== Material provided ==
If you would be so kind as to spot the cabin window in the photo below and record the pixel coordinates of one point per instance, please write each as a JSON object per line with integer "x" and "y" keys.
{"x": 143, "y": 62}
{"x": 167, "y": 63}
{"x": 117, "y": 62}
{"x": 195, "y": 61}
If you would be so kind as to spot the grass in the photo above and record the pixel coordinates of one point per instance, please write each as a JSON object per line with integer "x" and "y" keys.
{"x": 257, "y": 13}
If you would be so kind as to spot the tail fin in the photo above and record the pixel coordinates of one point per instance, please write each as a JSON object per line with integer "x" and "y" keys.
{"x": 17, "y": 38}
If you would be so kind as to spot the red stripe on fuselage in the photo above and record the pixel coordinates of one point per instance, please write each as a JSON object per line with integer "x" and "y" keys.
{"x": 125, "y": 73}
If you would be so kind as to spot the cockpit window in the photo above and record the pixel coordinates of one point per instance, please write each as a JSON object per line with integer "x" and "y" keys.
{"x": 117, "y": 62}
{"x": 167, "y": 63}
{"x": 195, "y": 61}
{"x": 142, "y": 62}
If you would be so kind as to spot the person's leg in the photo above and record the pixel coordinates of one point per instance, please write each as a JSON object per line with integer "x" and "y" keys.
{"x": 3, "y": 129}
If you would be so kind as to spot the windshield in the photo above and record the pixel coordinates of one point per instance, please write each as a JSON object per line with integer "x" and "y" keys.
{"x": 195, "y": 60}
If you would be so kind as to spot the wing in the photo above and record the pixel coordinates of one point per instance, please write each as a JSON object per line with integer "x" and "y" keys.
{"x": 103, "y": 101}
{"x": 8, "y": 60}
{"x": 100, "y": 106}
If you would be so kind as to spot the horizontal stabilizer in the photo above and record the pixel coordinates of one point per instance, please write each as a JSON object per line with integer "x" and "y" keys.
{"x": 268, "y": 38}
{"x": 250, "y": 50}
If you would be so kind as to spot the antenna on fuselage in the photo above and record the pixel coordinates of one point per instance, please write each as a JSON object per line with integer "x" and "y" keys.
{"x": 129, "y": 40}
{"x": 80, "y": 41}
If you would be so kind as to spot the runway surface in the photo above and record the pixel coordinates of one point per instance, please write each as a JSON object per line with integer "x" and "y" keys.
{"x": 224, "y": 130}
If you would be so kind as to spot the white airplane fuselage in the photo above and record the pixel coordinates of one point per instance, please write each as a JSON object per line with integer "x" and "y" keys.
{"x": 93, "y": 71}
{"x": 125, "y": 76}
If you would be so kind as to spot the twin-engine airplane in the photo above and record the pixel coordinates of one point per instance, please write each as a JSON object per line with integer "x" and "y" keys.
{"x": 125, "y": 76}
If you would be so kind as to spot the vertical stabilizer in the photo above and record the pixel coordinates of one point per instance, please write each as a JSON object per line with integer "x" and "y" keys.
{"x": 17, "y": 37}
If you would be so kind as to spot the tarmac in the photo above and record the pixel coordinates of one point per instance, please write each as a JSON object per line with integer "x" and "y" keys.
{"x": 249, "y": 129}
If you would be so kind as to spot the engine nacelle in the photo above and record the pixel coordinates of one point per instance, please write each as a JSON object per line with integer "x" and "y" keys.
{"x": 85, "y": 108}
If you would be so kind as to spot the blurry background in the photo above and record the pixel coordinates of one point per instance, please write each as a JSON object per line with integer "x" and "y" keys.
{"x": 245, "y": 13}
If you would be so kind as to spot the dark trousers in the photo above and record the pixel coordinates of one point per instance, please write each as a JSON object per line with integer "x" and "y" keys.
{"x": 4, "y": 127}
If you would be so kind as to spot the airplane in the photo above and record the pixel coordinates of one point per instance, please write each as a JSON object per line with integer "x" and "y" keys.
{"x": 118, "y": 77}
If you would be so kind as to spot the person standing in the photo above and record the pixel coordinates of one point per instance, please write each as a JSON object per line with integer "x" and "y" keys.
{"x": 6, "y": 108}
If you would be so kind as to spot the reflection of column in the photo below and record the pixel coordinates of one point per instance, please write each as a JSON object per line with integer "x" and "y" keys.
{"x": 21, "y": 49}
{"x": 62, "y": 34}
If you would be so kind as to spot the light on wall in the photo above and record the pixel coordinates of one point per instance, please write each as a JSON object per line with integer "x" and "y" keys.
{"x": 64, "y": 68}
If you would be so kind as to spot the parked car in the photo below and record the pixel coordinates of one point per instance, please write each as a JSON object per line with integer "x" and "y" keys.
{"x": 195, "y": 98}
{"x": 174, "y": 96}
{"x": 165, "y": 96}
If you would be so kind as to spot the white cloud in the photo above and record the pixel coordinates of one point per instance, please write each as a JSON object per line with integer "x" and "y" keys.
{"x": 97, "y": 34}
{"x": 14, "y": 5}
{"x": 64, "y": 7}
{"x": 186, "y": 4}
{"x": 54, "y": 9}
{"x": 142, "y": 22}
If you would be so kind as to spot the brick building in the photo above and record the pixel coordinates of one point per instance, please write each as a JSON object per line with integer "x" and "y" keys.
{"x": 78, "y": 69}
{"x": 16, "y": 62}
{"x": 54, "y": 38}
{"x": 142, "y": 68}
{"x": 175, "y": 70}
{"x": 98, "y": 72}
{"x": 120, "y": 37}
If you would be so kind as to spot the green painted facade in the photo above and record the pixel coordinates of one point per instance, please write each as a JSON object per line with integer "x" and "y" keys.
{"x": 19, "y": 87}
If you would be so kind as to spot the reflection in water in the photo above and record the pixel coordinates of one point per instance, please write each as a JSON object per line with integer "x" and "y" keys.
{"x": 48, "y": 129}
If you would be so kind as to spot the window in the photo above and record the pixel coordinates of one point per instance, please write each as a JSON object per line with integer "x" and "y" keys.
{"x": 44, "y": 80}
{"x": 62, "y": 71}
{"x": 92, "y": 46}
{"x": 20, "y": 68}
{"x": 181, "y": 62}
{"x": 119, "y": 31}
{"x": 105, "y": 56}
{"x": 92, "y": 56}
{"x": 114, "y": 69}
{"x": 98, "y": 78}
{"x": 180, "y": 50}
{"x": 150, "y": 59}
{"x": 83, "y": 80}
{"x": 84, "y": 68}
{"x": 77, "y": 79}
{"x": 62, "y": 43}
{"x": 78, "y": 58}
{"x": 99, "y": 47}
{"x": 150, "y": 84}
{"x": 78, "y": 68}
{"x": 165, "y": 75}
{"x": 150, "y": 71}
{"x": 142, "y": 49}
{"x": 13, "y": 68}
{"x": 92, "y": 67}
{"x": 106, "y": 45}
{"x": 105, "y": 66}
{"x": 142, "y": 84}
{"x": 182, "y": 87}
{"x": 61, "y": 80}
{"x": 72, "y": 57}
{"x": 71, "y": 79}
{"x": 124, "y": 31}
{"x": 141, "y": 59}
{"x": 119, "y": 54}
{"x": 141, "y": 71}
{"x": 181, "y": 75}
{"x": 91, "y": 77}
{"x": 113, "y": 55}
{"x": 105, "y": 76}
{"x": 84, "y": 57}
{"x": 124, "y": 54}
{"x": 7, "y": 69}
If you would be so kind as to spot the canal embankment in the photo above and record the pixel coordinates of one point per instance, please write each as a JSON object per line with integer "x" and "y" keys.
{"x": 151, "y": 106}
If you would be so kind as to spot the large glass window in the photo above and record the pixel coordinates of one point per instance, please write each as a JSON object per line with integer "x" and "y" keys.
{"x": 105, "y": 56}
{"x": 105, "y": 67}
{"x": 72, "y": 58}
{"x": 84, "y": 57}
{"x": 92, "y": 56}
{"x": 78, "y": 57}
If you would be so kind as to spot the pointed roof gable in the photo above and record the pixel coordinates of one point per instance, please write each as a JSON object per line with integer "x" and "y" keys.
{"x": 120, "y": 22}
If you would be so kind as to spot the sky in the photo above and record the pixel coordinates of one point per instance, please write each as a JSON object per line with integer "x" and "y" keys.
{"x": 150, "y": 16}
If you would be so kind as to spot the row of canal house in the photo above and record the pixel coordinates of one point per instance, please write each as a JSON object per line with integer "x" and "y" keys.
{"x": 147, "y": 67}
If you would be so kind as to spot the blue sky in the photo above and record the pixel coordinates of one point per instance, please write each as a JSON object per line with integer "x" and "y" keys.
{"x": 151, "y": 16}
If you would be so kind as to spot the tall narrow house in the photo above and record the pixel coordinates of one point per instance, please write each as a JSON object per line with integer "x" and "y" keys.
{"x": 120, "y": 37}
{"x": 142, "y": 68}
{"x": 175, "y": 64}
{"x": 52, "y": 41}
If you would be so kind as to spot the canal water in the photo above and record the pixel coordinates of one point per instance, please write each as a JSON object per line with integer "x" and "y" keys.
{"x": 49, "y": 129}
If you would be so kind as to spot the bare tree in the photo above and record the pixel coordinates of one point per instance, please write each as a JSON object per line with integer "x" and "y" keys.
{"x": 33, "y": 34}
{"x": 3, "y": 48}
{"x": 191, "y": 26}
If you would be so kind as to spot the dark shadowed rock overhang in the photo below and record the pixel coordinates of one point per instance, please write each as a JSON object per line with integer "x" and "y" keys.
===
Quote verbatim the line containing "If you would be so kind as to spot the tall" and every line after it through the end of the records above.

:: Solution to this problem ::
If you would be so kind as to spot the tall narrow house in the photo above and record the pixel coordinates of one point per instance, please write each as a JSON object per line with integer "x" and "y" keys.
{"x": 120, "y": 37}
{"x": 142, "y": 68}
{"x": 175, "y": 64}
{"x": 52, "y": 41}
If you would be so kind as to spot the canal water in the photo above and record the pixel coordinates of one point per instance, please write each as a JSON object per line with integer "x" and "y" keys.
{"x": 49, "y": 129}
If you would be so kind as to spot the bare tree in the photo above and record the pixel coordinates of one point per instance, please write each as a JSON object per line with integer "x" and "y" keys.
{"x": 33, "y": 34}
{"x": 3, "y": 48}
{"x": 191, "y": 26}
If you would be so kind as to spot the dark shadowed rock overhang in the photo below and record the pixel coordinates of one point per instance, please write each as a JSON object per line with integer "x" and "y" keys.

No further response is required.